# [Treść zadania]
Zapisz jako listę JSON łańcuchów znaków, po jednym na każdy wiersz i z pominięciem pustych wierszy, fragment materiału od jego początku do wiersza zawierającego "box: [343, 184, 366, 212]" włącznie.

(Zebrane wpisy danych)
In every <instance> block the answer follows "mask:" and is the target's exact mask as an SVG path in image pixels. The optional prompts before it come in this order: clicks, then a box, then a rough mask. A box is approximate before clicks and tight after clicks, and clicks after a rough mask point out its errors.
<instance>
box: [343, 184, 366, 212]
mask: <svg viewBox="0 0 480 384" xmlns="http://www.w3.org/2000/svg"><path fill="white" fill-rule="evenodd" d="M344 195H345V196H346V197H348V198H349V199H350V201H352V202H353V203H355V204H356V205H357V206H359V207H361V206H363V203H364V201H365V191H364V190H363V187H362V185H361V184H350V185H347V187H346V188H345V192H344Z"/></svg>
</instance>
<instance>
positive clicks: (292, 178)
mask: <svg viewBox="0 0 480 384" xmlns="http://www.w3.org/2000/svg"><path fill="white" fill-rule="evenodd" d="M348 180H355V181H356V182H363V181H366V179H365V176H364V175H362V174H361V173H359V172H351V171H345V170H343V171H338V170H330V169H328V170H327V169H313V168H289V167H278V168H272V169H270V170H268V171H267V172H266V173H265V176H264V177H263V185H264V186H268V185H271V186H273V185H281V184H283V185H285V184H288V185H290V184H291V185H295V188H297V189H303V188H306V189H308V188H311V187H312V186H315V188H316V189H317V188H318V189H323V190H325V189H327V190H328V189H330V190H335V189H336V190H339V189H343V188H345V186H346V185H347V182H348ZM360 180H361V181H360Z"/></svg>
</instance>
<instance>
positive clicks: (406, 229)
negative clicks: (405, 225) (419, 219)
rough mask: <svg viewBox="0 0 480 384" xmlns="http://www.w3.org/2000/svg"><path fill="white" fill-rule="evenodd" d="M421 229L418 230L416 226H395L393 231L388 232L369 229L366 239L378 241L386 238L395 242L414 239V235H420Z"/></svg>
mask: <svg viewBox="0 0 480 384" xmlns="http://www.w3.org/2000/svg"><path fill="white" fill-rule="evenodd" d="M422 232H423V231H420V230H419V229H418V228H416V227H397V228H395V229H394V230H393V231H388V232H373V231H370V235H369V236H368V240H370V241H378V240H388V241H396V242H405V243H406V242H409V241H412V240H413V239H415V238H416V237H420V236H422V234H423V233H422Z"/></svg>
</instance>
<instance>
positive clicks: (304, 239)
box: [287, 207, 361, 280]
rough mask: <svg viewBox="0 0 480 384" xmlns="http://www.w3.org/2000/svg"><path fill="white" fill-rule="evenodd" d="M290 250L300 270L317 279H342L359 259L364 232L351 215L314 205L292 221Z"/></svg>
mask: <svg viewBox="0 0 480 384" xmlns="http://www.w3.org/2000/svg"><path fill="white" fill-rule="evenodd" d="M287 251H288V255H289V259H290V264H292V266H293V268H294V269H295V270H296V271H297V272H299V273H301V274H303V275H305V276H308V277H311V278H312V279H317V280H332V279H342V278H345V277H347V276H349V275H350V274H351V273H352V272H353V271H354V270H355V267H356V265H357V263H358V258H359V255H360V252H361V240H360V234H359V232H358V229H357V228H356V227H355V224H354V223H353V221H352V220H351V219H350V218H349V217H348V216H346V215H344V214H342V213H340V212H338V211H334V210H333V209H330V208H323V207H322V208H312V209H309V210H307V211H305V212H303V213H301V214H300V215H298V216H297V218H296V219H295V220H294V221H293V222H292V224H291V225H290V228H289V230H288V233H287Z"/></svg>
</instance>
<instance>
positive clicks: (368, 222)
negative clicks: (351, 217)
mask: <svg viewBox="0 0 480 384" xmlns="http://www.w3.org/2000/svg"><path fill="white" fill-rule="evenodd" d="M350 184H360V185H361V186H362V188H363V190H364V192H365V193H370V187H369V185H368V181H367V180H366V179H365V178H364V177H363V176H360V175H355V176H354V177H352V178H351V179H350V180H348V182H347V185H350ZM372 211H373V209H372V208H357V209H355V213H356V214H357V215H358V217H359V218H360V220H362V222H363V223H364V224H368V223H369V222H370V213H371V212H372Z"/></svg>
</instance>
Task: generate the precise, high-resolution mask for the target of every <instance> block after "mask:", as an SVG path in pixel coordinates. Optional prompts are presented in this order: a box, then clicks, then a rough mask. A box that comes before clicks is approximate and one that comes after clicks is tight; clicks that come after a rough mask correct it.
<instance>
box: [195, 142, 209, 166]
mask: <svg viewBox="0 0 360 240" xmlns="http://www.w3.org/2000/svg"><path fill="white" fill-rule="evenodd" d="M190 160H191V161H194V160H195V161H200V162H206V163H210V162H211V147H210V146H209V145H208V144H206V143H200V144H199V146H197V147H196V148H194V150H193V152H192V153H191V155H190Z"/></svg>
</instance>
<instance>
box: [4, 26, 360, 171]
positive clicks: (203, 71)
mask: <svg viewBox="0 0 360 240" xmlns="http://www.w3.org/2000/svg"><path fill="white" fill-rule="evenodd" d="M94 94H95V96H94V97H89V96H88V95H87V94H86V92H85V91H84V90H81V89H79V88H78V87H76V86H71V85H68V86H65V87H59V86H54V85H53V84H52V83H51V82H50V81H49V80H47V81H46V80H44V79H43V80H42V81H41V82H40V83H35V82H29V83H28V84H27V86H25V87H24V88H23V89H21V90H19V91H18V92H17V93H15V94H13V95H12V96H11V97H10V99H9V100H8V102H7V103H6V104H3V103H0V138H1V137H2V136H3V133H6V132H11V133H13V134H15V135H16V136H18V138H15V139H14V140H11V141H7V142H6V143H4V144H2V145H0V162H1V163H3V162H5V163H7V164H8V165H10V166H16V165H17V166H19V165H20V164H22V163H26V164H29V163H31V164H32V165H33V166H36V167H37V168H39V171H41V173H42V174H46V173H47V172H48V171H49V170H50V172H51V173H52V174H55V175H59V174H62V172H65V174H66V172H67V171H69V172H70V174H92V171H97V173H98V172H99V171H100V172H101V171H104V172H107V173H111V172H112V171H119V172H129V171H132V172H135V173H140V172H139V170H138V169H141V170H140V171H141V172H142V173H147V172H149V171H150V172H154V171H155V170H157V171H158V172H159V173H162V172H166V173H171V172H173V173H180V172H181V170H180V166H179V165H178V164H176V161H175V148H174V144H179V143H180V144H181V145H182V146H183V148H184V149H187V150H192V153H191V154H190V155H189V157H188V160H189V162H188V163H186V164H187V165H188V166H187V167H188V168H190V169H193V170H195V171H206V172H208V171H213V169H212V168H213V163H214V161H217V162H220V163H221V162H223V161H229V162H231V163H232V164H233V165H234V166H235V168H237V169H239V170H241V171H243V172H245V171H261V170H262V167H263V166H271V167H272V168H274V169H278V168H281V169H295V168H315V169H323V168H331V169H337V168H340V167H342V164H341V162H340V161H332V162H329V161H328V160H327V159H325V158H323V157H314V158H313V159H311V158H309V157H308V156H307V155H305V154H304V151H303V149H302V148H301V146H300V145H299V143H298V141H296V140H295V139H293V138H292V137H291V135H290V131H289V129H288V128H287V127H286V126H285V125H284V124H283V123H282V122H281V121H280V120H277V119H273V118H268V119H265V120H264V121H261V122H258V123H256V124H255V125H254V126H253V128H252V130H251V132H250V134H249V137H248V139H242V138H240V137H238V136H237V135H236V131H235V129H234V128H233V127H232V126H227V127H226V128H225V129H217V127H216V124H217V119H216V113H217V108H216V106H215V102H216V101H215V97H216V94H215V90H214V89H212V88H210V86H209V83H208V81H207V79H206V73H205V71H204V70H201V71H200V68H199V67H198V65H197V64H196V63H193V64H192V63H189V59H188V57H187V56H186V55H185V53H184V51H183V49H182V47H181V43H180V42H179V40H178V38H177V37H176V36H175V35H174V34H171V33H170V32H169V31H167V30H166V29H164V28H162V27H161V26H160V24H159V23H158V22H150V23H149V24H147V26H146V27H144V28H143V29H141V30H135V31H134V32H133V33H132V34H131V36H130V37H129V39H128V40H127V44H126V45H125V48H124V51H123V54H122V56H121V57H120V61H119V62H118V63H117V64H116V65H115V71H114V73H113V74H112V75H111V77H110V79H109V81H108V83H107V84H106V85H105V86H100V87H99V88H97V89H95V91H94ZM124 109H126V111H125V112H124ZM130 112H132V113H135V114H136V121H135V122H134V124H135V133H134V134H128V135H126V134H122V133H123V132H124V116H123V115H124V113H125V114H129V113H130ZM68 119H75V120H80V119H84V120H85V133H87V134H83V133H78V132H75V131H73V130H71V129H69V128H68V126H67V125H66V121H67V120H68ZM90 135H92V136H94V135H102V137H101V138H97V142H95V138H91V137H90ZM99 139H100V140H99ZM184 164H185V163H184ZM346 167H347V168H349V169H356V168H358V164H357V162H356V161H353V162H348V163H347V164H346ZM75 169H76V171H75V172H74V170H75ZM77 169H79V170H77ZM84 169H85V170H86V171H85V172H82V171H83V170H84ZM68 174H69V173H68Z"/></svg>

# [Odpowiedź do zadania]
[
  "In every <instance> block the answer follows \"mask:\" and is the target's exact mask as an SVG path in image pixels. The optional prompts before it come in this order: clicks, then a box, then a rough mask. A box is approximate before clicks and tight after clicks, and clicks after a rough mask point out its errors.",
  "<instance>",
  "box: [343, 184, 366, 212]"
]